YOUR INSTRUCTIONS: Rewrite the lines below, switching "umbrella canopy" to "parasol canopy" and keeping everything else the same.

(Source data)
····················

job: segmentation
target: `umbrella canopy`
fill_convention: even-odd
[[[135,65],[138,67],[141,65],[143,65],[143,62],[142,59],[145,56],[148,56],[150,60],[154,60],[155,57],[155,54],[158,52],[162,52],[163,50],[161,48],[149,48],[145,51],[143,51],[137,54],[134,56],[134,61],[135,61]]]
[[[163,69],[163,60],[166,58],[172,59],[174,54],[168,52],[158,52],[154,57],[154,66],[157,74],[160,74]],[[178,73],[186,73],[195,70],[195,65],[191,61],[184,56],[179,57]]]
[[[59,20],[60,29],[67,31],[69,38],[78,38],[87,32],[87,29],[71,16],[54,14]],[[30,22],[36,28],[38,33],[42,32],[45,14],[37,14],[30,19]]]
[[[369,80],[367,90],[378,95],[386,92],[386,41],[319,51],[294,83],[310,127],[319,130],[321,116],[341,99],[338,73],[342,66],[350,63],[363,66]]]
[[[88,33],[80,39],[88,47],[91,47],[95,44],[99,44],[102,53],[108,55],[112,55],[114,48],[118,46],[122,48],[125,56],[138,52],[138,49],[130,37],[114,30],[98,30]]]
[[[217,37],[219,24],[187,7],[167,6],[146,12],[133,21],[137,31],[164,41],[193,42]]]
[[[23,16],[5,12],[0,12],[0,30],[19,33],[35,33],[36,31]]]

····················

SOLUTION FOR THIS TASK:
job: segmentation
target: `parasol canopy`
fill_convention: even-odd
[[[135,65],[138,67],[141,65],[143,65],[143,62],[142,59],[145,56],[148,56],[150,60],[154,60],[155,57],[155,54],[158,52],[162,52],[163,50],[161,48],[149,48],[145,51],[143,51],[137,54],[134,56],[134,61],[135,61]]]
[[[163,69],[163,60],[166,58],[172,59],[174,54],[168,52],[158,52],[154,57],[154,66],[157,74],[160,74]],[[178,73],[186,73],[195,70],[195,65],[191,61],[184,56],[179,57]]]
[[[59,20],[60,29],[67,31],[69,38],[78,38],[87,32],[87,29],[71,16],[54,14]],[[30,22],[36,28],[38,33],[42,32],[45,14],[37,14],[30,19]]]
[[[369,80],[367,90],[378,95],[386,92],[386,41],[319,51],[294,83],[310,127],[319,130],[321,116],[341,99],[338,73],[342,66],[350,63],[363,66]]]
[[[88,33],[80,39],[88,47],[91,47],[95,44],[99,44],[102,53],[108,55],[112,55],[114,48],[118,46],[122,48],[125,56],[138,52],[138,49],[130,37],[114,30],[98,30]]]
[[[217,37],[219,24],[187,7],[167,6],[146,12],[133,21],[137,31],[164,41],[193,42]]]
[[[23,16],[5,12],[0,12],[0,30],[19,33],[35,33],[36,31]]]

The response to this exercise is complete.